# [YOUR ASSIGNMENT]
Collect every line of the records below that contains the word "prompts", treating uppercase and lowercase as different.
INPUT MATERIAL Block Start
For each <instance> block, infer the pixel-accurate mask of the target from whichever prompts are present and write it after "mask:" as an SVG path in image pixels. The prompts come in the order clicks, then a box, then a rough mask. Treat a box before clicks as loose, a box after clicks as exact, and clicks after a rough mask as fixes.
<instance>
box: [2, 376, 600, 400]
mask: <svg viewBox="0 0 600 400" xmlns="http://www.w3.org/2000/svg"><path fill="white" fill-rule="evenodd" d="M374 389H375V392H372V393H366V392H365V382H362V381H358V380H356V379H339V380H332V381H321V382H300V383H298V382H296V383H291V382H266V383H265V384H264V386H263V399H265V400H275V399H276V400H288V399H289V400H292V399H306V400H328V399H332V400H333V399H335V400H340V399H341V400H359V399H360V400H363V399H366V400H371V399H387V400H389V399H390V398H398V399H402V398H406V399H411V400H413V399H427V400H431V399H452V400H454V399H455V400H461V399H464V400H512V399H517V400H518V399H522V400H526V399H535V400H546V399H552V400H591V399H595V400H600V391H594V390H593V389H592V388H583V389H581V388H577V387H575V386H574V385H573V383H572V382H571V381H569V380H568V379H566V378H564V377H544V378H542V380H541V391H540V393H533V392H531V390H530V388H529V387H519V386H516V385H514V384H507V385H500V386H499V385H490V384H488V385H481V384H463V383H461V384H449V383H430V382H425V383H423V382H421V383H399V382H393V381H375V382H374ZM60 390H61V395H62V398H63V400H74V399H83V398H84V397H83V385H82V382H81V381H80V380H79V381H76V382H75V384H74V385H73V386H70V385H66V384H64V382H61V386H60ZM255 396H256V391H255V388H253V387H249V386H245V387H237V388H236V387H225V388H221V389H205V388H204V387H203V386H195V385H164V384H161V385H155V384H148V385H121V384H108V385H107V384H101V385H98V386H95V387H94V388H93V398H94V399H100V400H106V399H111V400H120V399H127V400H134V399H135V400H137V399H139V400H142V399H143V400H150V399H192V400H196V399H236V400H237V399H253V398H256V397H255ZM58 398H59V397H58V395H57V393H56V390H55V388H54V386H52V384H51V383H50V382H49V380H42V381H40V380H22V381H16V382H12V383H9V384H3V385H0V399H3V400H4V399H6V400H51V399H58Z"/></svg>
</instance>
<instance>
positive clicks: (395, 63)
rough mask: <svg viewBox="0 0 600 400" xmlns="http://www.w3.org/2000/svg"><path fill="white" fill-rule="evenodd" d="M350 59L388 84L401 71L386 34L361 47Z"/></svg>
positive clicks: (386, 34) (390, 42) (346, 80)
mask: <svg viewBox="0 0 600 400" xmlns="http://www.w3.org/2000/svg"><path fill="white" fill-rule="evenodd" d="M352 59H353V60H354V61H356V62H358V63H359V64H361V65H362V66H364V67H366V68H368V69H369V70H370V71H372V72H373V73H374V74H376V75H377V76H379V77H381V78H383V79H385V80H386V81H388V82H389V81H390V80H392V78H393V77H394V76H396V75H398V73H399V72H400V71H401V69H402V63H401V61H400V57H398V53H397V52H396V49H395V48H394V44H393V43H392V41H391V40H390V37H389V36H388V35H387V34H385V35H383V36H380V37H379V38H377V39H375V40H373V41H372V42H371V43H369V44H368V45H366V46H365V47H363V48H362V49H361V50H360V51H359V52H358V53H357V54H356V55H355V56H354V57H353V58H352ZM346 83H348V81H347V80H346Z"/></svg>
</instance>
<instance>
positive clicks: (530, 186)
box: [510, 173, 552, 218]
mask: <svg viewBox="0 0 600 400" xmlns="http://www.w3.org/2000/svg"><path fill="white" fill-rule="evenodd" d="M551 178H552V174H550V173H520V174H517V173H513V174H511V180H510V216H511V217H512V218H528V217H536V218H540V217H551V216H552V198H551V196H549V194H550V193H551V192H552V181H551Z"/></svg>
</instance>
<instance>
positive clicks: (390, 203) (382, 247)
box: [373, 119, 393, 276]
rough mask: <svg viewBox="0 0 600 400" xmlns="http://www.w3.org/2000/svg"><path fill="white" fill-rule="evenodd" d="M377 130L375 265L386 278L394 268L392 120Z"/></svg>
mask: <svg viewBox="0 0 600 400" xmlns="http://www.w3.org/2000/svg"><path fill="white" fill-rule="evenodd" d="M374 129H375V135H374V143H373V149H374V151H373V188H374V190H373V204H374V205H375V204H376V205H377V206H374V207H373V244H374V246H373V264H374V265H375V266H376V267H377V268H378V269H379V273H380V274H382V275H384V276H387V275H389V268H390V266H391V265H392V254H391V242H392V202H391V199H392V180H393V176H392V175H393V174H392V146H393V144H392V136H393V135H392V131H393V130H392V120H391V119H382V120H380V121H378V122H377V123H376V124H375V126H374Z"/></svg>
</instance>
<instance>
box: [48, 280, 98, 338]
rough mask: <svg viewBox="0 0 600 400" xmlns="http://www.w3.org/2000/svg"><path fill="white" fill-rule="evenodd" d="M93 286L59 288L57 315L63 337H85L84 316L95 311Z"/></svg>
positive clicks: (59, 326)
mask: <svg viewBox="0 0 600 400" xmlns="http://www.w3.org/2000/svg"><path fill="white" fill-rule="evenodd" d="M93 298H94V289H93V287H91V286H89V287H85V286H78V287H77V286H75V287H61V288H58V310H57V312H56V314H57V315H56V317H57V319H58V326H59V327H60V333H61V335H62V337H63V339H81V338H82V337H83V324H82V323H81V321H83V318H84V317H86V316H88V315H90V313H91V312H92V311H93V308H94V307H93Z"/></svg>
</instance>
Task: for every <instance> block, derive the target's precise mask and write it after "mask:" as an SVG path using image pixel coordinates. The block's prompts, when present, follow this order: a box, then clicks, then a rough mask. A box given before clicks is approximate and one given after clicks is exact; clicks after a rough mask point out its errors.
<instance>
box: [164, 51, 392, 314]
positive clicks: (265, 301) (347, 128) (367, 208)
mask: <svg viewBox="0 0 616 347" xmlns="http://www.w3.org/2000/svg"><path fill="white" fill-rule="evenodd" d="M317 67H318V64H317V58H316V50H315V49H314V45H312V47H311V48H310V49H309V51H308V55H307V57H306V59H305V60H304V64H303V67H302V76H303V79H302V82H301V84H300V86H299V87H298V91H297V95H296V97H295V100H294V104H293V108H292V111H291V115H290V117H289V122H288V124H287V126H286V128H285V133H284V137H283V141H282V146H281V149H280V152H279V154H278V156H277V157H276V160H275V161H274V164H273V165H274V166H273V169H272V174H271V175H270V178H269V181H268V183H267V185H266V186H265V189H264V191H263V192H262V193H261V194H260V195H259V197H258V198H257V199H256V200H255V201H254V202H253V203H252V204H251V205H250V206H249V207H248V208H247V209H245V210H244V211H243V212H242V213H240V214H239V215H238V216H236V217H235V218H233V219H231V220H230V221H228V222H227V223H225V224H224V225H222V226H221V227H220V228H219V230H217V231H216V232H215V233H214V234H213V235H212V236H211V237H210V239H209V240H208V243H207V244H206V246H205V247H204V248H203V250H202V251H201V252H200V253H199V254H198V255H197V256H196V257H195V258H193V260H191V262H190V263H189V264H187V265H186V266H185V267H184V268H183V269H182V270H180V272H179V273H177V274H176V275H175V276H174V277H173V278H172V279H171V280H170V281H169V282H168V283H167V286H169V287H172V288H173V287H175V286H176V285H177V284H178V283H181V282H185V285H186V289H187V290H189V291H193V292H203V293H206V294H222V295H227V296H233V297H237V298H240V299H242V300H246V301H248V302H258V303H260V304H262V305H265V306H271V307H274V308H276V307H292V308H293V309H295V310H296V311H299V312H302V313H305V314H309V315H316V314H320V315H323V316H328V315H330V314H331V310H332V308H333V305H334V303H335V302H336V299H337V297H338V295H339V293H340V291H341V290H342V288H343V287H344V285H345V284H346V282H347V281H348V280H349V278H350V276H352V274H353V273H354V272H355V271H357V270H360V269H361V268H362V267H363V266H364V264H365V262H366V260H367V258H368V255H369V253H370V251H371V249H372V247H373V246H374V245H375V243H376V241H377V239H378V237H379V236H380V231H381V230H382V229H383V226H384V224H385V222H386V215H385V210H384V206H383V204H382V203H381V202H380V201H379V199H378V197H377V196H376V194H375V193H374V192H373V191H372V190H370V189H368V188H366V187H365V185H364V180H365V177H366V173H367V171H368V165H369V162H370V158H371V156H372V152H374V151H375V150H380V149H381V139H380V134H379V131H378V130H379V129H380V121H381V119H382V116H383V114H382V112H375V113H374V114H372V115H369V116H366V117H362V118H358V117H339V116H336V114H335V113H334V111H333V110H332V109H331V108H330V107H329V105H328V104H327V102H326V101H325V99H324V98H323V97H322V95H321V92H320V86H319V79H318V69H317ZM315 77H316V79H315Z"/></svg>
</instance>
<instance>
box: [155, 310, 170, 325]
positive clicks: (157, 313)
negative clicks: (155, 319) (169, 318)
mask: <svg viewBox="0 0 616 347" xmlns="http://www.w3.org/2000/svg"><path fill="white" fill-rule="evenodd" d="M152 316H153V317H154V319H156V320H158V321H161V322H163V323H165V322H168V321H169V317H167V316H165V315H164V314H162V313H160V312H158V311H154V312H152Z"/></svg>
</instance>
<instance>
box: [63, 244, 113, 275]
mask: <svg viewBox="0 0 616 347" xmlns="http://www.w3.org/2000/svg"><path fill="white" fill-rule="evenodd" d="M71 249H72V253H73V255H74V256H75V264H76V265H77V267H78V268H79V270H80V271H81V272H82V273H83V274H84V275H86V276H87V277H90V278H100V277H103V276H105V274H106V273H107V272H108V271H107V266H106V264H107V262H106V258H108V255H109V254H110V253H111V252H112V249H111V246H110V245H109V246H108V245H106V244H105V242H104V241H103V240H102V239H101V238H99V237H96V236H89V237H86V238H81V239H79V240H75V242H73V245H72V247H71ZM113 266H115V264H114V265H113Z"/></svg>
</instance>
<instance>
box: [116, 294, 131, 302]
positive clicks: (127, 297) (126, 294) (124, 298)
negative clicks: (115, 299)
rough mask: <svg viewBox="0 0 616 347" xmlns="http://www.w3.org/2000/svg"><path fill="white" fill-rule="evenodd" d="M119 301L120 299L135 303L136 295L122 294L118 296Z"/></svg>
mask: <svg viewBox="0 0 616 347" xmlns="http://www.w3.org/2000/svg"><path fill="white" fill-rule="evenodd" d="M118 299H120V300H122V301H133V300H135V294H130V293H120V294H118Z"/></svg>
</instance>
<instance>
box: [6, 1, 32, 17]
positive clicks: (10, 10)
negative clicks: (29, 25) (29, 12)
INPUT MATERIAL Block End
# [REPLY]
For each <instance> block, infer the pixel-accurate mask of the target from whichever prompts are present and write it after "mask:" as an SVG path in image pixels. The prompts come in the order clicks, then a box, then a rough mask. Treat a box before clicks as loose, a box after clicks as exact, and clicks after a rough mask as fixes.
Task: for every <instance> block, derive the target's precise mask and write it after "mask:" as an SVG path using image pixel coordinates. The block's prompts, when present, follow this order: a box, then clicks, then a rough mask. A box given before clicks is approximate and one given after clicks is exact; clicks after a rough mask point out its errors.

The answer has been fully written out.